● **What needs to be done**
Count the lines in the entries below that contain the string "exact", treating uppercase and lowercase as different. Give only the number.

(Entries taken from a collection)
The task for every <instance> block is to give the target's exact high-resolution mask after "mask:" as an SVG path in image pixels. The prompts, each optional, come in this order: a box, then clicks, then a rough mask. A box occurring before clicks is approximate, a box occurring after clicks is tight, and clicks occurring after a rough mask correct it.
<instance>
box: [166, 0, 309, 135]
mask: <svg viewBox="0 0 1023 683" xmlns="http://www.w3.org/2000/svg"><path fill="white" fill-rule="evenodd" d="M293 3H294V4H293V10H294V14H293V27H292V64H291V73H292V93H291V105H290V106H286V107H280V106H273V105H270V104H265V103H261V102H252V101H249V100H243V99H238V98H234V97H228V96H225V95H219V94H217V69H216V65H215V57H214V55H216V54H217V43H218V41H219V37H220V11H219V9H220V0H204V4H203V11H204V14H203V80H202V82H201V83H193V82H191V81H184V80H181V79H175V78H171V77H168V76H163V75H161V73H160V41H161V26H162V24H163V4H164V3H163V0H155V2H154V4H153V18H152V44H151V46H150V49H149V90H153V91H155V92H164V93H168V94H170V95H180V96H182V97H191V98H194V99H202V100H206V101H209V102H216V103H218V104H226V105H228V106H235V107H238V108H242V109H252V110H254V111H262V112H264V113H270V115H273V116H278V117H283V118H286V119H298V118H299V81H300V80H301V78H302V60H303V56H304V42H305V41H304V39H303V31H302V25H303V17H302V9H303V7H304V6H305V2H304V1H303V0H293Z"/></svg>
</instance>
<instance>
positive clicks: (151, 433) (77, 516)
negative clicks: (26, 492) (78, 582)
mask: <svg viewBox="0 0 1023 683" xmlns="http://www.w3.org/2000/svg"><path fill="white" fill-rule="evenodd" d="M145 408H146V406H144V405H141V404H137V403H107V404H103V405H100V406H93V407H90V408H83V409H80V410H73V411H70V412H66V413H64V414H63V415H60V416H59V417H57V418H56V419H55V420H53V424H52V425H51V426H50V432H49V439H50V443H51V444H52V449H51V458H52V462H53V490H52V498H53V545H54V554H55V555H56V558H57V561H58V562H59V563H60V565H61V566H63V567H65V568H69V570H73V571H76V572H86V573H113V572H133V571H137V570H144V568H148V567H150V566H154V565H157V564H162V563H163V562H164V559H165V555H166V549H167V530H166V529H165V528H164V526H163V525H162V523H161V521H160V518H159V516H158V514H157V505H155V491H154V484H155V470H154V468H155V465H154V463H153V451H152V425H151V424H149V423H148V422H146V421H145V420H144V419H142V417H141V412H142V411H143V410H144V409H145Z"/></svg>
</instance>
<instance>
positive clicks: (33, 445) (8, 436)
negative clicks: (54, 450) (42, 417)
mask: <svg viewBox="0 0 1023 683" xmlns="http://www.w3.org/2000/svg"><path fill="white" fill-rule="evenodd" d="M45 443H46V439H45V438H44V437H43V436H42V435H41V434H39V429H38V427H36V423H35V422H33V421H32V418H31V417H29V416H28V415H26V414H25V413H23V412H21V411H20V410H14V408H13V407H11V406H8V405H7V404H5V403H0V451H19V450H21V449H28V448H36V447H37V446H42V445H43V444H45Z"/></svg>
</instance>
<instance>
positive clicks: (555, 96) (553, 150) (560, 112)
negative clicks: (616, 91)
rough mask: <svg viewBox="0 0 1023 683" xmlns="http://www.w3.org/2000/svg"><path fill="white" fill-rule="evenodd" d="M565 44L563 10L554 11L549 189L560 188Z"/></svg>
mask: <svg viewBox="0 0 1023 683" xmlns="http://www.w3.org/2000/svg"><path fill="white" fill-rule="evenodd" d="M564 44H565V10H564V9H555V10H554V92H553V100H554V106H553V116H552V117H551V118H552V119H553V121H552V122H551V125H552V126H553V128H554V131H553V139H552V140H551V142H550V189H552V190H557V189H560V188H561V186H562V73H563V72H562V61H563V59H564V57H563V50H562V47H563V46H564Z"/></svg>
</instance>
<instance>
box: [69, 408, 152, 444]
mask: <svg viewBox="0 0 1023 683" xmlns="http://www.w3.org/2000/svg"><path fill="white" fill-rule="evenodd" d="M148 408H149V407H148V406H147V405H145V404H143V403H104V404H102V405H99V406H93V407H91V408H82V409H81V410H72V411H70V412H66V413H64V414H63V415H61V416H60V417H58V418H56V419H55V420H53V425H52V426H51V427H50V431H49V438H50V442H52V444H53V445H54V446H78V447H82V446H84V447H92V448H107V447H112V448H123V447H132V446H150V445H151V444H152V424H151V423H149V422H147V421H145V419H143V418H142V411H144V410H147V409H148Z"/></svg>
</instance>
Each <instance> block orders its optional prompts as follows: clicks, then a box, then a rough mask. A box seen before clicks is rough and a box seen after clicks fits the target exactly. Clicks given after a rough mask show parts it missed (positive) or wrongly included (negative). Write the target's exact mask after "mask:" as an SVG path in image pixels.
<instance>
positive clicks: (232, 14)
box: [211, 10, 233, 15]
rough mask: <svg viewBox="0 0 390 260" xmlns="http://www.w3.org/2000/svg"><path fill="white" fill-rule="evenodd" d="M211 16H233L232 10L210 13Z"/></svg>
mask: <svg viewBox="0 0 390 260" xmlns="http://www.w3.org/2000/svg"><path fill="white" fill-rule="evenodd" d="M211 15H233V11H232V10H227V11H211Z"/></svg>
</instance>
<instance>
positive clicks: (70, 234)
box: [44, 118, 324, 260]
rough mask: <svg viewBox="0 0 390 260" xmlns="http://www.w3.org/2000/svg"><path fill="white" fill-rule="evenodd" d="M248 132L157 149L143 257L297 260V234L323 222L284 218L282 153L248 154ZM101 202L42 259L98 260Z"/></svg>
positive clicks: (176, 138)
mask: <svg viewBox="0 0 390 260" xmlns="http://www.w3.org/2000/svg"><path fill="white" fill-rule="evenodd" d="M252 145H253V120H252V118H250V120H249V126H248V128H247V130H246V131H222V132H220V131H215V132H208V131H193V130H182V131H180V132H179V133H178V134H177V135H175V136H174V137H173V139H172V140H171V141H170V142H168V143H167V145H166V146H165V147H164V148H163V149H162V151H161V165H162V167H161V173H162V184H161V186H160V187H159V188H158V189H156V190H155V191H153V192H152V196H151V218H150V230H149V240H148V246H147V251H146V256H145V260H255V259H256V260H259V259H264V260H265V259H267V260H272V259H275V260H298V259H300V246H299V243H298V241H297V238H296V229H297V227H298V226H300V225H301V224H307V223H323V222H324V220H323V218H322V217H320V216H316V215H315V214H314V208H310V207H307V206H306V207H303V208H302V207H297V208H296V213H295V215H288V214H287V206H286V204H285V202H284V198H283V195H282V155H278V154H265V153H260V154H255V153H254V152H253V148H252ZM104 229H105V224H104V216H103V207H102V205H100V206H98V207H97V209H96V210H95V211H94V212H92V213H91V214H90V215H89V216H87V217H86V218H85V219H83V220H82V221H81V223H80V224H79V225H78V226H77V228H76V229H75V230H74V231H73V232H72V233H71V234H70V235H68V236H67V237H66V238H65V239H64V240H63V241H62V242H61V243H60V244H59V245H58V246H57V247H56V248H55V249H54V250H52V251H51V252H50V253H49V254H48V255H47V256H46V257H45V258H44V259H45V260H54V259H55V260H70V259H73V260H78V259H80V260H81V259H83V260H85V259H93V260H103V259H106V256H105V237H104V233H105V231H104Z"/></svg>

● **Exercise response**
2